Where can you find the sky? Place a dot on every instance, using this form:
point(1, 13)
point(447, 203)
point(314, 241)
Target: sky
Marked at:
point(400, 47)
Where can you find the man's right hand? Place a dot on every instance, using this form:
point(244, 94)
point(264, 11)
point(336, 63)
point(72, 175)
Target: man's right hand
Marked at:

________________________________________

GIVEN TASK
Copy every row above word for word, line by line, with nothing changed.

TASK RESPONSE
Where can you find the sky? Place a dot on every instance, using this form:
point(1, 13)
point(447, 203)
point(314, 241)
Target: sky
Marked at:
point(400, 47)
Where can you find the man's right hand? Place a dot on every instance, using this form:
point(244, 94)
point(264, 11)
point(336, 63)
point(72, 175)
Target: man's right hand
Marked at:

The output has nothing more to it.